> Supplied records:
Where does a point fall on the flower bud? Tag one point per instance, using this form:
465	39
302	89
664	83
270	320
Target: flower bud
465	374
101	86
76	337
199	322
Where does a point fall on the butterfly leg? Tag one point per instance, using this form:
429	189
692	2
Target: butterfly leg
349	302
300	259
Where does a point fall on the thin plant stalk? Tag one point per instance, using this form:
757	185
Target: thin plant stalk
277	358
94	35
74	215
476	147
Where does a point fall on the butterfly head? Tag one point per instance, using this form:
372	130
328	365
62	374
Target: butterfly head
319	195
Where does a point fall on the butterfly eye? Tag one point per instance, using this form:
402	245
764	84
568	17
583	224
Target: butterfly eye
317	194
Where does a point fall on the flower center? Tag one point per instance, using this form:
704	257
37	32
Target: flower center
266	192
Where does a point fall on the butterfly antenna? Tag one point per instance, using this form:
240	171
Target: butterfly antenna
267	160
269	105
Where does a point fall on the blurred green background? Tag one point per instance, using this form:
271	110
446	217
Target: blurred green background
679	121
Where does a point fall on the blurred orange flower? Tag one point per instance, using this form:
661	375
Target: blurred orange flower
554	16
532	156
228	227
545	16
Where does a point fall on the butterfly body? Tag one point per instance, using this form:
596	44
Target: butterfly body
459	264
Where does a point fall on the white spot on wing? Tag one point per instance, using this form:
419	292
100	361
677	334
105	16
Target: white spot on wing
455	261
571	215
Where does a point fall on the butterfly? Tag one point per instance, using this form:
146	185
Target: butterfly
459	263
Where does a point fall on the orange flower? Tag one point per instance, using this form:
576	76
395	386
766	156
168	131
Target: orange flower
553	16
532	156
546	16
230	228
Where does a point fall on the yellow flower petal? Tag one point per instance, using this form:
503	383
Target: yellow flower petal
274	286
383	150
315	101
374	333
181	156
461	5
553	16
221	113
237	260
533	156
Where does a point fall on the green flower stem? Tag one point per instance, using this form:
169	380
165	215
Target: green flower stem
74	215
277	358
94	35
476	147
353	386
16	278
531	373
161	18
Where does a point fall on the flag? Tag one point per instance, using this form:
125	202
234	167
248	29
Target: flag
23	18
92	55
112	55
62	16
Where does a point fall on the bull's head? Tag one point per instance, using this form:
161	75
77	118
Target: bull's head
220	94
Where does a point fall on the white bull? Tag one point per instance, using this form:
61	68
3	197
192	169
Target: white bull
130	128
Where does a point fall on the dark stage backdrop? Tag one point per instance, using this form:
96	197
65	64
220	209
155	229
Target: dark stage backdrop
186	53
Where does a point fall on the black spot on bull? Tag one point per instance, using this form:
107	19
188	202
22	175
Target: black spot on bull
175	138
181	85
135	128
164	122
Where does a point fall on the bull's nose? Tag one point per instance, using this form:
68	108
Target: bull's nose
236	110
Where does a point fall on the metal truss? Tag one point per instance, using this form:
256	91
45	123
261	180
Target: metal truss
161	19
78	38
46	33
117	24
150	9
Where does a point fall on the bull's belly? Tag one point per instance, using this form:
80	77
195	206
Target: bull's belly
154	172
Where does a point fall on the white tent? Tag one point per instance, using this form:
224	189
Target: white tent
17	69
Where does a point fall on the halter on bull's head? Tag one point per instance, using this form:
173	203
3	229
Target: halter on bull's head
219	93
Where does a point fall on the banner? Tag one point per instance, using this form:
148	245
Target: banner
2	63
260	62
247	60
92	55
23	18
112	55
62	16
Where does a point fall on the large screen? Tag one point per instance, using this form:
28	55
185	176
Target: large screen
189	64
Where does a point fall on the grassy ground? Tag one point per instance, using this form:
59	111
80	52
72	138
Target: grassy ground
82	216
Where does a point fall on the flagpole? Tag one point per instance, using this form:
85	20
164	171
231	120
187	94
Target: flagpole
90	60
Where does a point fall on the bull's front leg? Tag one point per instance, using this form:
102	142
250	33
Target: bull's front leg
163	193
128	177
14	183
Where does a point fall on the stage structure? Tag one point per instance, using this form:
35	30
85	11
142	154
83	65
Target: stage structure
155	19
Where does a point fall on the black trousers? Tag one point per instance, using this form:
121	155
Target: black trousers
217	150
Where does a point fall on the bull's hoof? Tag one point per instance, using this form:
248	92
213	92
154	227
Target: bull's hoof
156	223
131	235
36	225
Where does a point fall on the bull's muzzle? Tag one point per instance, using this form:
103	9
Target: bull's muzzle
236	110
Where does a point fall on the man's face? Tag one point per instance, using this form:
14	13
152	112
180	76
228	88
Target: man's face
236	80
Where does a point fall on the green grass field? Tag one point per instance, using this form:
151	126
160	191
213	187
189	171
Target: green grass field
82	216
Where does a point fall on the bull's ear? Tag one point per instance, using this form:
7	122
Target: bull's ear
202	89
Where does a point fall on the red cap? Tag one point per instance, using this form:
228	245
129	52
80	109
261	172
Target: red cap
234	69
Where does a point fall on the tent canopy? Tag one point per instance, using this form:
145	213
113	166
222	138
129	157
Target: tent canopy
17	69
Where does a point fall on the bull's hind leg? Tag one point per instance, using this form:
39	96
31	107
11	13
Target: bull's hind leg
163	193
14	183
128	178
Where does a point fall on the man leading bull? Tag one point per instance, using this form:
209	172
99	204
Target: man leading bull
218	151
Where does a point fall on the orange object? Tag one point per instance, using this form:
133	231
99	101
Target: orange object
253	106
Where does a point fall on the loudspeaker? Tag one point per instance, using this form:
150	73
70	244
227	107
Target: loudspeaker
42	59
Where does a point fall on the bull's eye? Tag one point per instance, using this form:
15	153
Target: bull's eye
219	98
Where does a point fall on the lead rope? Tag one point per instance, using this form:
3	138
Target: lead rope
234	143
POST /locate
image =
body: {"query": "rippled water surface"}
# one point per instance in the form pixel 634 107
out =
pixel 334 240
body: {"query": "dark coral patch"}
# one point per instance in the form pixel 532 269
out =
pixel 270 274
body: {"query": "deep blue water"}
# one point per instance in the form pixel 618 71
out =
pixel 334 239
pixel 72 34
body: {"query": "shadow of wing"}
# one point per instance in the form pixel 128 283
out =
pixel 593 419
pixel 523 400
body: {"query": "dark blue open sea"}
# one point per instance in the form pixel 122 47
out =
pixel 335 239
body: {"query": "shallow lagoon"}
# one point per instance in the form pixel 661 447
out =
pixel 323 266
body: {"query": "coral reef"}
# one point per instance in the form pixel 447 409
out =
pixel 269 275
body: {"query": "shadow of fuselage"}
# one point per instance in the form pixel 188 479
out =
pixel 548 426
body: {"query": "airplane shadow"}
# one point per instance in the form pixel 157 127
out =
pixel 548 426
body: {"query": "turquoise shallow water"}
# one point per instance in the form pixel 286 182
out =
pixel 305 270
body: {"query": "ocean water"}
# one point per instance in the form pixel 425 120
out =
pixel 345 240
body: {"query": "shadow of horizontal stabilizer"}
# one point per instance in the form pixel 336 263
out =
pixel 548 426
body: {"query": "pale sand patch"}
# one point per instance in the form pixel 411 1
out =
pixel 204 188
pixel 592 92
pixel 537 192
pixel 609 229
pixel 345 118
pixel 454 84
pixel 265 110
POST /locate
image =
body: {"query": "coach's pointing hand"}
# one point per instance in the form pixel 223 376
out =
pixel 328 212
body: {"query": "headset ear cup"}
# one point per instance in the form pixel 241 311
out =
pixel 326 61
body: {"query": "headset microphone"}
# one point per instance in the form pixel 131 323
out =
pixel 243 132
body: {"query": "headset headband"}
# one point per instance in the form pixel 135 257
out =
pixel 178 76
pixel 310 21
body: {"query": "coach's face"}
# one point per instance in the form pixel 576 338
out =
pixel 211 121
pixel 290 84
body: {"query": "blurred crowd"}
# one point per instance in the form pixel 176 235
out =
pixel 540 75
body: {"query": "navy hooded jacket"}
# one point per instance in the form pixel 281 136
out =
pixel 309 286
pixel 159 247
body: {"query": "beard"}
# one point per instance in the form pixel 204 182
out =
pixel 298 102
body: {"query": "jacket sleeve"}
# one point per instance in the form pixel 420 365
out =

> Requirement:
Scan the listing above for the line that has "Where does a point fall on the man leading", then copy exactly from that line through the line that has "# one point per instance in the form pixel 122".

> Solution to this task:
Where does a point fall on the man leading bull? Tag one point per instance, using this form:
209	172
99	204
Target: man leading bull
218	151
Where does a point fall on the orange object? Tag one point per instance, using this form:
133	231
99	101
Target: orange object
253	106
Where does a point fall on the loudspeaker? Tag one point per instance, using this form:
150	73
70	244
227	107
Target: loudspeaker
42	59
Where does a point fall on the bull's eye? Tag one point per instance, using this form:
15	153
Target: bull's eye
219	98
Where does a point fall on the lead rope? Tag one point per instance, using this form:
3	138
Target: lead rope
234	143
POST /locate
image =
body: {"query": "rippled water surface"}
# one point per instance in the form pixel 634 107
out =
pixel 334 240
body: {"query": "dark coral patch"}
# one point per instance in the form pixel 532 269
out =
pixel 270 274
body: {"query": "deep blue water"}
# one point per instance in the form pixel 618 71
out =
pixel 334 239
pixel 72 34
body: {"query": "shadow of wing"}
# one point per instance in the form pixel 128 283
out =
pixel 593 419
pixel 523 400
body: {"query": "dark blue open sea"}
# one point per instance in the form pixel 122 47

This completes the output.